> **TASKS**:
[1] In the text about elephants and marula fruit, where does Morris say elephants eat the fruit?
[2] Continue the text about drunken elephants and the marula tree from the point where it stops.

BEGIN DOCUMENT TEXT

Almost anyone who has read a travel brochure about Africa has heard of elephants getting drunk from the fruit of the marula tree. It is said that elephants can get drunk by eating the fermented (发酵) fruit rotting on the ground. Books have even been written to prove the truth of the phenomenon.
But a study published in the journal Physiological and Biochemical Zoology tells a very different story.
Steve Morris, a biologist at the University of Bristol in England and an author of the study, says there is nothing in the biology of either the African elephant or the marula fruit to support the stories. Morris says, “ people just want to believe in drunken elephants.”
The marula tree, a member of the same family as the mango, grows widely in Africa. Its sweet, yellow fruit is used for making jam, wine and beer. “The first mistake of the drunken-elephant theory is that it’s unlikely that an elephant would eat the fruit if it were rotten, ” Morris says. “Elephants eat the fruit right off the tree, not when it’s rotten on the ground, ” he explains.

END DOCUMENT TEXT
BEGIN RECORDED DATA

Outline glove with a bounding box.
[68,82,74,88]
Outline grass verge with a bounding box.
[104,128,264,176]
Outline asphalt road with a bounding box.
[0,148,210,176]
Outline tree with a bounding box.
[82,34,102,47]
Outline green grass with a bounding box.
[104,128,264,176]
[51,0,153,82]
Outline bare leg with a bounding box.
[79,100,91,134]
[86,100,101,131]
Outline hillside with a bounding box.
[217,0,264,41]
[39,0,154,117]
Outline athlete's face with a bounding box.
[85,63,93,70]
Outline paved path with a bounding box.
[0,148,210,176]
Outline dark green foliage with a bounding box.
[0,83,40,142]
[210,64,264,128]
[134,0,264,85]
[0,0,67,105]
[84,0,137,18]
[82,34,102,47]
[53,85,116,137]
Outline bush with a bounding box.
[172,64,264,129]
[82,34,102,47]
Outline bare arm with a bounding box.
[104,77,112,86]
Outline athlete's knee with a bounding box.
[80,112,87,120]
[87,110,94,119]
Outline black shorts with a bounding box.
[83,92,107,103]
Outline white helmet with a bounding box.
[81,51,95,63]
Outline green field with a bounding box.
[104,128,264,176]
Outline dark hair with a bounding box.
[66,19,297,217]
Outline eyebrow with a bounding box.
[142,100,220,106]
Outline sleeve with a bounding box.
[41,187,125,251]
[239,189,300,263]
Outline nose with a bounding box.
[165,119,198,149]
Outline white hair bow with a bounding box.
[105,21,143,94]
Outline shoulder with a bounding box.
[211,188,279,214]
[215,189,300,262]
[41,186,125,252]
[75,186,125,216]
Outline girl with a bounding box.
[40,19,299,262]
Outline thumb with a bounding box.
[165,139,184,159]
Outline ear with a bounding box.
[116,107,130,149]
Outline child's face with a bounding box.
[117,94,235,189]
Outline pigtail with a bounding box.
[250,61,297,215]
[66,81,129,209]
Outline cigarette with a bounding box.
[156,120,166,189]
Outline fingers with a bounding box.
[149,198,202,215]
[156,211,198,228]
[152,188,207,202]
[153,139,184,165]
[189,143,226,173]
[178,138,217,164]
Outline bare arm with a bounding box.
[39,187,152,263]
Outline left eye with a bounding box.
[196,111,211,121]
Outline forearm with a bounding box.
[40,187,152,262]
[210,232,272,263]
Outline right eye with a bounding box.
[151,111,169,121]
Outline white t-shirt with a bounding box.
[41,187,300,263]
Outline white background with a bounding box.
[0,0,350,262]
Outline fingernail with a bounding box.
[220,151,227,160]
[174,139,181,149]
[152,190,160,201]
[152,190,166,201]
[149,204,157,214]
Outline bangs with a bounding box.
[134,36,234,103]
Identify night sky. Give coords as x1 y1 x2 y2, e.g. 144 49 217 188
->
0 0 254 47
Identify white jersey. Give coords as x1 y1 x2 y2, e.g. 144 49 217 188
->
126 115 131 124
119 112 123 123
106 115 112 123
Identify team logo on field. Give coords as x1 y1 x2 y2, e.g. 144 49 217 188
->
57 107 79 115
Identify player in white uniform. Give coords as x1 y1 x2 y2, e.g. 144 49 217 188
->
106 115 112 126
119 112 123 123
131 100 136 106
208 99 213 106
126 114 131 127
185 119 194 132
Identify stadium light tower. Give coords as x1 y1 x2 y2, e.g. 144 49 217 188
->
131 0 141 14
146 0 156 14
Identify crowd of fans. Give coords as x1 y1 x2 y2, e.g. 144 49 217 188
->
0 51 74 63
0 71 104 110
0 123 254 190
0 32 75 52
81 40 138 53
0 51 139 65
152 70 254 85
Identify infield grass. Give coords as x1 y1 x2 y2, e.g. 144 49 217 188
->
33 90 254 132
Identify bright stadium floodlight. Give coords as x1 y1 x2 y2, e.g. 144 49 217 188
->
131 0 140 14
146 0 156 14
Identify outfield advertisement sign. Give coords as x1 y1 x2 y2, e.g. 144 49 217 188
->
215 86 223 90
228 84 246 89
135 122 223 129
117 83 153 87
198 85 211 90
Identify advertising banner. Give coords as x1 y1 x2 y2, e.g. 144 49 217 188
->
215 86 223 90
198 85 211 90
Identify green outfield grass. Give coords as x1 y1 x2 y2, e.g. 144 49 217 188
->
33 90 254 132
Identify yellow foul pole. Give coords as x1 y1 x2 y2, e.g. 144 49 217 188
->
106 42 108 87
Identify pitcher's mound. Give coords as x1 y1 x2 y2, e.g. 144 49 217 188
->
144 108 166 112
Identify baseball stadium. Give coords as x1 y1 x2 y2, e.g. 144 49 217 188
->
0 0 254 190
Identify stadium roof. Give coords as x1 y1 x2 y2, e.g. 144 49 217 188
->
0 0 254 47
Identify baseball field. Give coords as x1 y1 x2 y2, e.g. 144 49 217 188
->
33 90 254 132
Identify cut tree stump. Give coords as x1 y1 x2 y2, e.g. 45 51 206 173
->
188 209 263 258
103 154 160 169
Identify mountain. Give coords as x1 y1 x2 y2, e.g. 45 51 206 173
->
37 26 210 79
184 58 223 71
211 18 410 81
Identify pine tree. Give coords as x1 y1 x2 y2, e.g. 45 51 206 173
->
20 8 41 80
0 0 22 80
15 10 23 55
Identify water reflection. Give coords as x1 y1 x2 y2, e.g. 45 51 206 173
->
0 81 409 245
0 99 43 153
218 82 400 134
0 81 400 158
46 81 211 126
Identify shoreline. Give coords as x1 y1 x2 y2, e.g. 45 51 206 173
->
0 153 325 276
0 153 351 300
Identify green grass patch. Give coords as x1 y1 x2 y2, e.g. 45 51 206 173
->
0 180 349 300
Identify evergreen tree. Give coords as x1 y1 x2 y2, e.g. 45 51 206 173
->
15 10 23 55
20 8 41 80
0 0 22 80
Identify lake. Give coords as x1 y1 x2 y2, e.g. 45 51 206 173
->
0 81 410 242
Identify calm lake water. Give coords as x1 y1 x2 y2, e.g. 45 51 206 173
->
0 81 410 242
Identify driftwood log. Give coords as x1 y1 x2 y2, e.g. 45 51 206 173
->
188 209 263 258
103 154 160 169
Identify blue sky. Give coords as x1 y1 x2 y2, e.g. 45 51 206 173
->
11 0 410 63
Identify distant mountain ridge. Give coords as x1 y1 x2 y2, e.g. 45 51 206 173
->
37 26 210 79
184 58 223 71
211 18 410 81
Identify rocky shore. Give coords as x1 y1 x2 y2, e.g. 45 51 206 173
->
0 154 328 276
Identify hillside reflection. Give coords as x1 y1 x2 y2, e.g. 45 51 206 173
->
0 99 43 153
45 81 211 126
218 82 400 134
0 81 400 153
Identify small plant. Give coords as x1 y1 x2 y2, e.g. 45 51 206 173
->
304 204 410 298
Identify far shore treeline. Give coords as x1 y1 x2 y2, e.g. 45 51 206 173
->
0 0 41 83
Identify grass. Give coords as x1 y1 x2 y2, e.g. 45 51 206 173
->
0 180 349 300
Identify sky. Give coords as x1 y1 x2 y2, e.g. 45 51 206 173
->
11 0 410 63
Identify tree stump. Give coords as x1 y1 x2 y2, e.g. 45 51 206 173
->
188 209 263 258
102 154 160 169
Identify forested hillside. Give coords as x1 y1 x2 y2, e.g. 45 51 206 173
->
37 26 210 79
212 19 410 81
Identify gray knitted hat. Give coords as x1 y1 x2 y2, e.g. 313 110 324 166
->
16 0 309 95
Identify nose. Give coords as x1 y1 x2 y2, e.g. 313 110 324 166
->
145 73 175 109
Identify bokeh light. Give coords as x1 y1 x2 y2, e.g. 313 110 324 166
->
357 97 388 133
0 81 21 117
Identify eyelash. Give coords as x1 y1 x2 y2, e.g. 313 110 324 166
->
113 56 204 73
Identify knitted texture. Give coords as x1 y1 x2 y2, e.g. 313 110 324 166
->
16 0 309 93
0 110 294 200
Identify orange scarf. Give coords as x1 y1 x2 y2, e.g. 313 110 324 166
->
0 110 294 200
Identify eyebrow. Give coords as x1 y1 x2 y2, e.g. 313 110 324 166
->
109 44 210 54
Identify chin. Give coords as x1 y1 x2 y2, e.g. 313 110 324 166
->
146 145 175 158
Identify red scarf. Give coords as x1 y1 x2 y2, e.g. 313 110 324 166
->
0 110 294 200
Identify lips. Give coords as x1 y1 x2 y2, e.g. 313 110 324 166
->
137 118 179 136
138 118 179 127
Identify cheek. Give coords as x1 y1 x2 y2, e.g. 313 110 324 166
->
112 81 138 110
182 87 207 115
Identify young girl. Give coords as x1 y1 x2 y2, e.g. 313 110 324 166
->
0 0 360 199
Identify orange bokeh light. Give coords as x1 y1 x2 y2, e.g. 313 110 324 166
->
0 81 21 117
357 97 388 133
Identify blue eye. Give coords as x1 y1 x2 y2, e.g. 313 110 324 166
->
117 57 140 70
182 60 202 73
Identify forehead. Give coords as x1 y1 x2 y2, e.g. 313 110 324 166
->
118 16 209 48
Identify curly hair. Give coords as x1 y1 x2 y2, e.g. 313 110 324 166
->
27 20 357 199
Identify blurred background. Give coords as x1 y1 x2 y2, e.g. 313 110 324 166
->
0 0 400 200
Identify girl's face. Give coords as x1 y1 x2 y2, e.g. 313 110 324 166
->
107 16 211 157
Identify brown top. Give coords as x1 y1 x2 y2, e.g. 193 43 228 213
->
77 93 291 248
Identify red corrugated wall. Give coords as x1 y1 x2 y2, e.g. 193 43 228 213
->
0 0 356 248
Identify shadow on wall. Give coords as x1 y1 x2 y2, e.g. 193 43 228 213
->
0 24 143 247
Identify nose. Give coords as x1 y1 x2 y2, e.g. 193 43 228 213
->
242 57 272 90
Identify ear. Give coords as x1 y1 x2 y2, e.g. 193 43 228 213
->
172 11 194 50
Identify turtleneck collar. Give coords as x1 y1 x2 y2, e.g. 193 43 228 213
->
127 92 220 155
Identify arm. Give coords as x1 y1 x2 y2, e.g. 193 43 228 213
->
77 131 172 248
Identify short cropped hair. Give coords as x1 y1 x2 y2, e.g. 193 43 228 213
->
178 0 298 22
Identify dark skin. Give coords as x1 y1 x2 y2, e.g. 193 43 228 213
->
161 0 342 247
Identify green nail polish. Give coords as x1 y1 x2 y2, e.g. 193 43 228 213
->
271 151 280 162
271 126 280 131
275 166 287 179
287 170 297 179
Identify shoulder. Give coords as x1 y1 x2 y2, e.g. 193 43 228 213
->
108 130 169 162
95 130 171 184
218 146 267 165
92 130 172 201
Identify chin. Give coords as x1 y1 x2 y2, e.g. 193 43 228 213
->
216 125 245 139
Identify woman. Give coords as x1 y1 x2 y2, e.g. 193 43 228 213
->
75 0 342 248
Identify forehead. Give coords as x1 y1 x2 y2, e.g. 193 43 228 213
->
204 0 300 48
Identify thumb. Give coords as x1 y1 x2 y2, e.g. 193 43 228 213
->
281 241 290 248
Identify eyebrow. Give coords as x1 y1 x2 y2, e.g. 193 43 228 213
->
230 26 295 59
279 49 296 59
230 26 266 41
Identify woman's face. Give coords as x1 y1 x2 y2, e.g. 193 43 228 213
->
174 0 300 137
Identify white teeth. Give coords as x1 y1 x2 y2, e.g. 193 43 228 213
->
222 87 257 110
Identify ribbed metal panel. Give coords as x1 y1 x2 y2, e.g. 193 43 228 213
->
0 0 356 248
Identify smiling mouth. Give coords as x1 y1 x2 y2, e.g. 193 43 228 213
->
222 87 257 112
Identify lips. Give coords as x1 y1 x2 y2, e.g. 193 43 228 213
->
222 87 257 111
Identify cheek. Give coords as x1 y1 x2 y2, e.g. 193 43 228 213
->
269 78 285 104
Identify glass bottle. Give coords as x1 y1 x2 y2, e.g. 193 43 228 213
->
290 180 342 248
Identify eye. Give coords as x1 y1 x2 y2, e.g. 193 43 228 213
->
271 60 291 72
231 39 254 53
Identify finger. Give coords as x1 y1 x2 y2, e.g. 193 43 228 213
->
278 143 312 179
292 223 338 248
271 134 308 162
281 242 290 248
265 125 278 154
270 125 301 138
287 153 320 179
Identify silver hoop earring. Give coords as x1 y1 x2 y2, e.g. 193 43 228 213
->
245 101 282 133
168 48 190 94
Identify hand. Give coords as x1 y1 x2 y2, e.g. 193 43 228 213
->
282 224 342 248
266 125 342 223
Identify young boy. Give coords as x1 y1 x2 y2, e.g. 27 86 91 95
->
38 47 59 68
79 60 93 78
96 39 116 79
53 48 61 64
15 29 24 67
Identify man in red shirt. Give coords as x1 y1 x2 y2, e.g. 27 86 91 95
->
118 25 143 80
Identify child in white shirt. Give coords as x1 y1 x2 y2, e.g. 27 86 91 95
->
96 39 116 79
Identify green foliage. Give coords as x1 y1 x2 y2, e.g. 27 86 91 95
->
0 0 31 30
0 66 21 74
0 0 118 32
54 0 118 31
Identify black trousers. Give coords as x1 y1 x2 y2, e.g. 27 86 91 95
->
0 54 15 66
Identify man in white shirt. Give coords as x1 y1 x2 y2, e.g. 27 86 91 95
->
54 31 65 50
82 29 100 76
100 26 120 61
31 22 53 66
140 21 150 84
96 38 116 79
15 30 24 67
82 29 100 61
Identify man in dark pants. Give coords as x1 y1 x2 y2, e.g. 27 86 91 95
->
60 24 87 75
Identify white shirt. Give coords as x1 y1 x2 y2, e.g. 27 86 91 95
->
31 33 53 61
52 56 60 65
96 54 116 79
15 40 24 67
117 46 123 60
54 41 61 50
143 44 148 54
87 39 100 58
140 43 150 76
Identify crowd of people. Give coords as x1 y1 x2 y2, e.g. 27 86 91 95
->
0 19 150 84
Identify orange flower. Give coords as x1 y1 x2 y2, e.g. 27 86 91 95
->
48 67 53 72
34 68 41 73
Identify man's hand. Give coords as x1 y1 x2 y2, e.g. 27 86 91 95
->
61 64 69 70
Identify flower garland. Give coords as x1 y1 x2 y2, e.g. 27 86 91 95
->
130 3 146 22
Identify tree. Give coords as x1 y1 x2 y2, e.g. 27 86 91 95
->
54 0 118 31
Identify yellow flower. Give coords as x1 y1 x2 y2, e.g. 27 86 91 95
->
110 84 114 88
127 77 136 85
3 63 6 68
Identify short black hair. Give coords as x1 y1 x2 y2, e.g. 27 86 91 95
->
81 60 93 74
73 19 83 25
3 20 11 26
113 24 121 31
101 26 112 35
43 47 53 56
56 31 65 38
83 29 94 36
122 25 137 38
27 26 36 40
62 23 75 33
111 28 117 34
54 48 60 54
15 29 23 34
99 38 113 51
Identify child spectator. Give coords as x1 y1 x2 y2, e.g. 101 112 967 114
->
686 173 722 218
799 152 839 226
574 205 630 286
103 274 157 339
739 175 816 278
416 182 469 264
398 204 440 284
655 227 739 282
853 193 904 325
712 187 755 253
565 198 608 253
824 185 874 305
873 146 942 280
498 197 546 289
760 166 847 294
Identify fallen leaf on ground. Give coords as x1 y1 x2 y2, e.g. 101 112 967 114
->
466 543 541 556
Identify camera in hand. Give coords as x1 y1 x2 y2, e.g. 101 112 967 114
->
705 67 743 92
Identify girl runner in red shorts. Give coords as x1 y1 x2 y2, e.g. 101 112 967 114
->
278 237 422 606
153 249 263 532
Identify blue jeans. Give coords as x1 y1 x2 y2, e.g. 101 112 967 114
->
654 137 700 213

END RECORDED DATA

> **ANSWERS BY ITEM**:
[1] Right off the tree, not when it's rotten on the ground.

[2]
Other experts add that if an elephant were to eat the fruit on the ground, it wouldn’t wait for the fruit to ferment. Michelle Gadd, an African wildlife specialist, says that elephants and many other animals, including birds and monkeys, are too fond of marula fruit to let it rot.
If fermented fruit on the ground is out of the question, so is the notion that the fruit could ferment in the stomach of elephants, according to the study authors. Food takes between 12 and 46 hours to pass through an elephant’s digestive system, the authors point out, which is not enough for the fruit to ferment.